Start of Data
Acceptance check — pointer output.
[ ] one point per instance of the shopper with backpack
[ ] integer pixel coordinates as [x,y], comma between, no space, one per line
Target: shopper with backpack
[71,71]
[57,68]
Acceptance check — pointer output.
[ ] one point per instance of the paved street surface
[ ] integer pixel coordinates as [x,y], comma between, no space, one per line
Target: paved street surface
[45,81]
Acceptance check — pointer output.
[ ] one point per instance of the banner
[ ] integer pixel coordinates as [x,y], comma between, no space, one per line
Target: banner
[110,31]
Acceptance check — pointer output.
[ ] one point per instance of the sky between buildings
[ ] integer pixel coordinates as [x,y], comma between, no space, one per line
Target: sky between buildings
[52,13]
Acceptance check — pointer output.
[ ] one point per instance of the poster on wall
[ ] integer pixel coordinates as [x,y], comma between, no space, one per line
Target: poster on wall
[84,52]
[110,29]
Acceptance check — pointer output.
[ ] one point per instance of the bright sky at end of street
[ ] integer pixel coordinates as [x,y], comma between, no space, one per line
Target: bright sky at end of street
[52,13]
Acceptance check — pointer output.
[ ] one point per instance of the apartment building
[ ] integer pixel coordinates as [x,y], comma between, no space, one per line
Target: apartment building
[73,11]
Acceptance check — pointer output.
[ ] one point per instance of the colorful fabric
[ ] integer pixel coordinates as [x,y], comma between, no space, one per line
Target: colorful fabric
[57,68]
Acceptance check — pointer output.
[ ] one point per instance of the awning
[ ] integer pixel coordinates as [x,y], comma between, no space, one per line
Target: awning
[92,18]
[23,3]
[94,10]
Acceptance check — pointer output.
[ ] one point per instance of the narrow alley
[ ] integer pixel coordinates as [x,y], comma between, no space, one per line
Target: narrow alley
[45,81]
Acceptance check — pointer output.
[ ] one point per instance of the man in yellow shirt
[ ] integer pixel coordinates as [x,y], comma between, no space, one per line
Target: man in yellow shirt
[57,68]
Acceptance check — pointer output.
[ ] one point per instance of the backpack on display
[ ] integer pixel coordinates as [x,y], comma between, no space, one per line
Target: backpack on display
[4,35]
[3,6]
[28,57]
End of Data
Start of Data
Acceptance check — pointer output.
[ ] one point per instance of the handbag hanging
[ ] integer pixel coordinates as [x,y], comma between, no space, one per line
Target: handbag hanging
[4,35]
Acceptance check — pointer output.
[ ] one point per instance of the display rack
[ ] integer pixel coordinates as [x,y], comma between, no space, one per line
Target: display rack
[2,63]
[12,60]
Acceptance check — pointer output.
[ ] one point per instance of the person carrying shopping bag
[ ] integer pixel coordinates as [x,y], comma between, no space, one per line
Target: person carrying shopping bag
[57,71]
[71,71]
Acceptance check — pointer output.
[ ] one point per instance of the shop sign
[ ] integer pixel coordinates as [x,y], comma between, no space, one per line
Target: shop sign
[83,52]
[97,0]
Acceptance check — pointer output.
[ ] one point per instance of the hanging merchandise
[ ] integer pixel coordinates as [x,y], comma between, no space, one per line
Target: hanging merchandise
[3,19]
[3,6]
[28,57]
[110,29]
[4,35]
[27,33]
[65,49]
End of Data
• _Your goal_: Above are the records; copy exactly the lines from the line with "Target: shopper with backpack" through the line with "[ ] one point per instance of the colorful", both included.

• _Reply_:
Target: shopper with backpack
[71,71]
[57,68]
Acceptance check — pointer output.
[ ] one point per instance of the paved street surface
[ ] integer pixel coordinates as [x,y], comma between, no space, one per line
Target: paved street surface
[45,81]
Acceptance check — pointer output.
[ ] one point per instance of the banner
[ ] integer pixel coordinates as [x,y], comma between, no space, one per line
Target: banner
[110,31]
Acceptance check — pointer output.
[ ] one point per instance of the sky between buildings
[ ] integer pixel coordinates as [x,y], comma between, no space, one per line
Target: sky between buildings
[52,13]
Acceptance check — pointer output.
[ ] one point per instance of the poster on wall
[ ] integer pixel coordinates as [x,y], comma between, no space, one per line
Target: poster on wall
[84,52]
[110,29]
Acceptance check — pointer output.
[ ] one point per instance of the bright sky at end of street
[ ] integer pixel coordinates as [x,y], comma between, no space, one per line
Target: bright sky at end of street
[52,13]
Acceptance check — pointer output.
[ ] one point per instance of the apartment building
[ ] integer pixel coordinates as [x,y], comma between, no space, one per line
Target: apartment building
[73,11]
Acceptance check — pointer output.
[ ] one point per instance of the colorful fabric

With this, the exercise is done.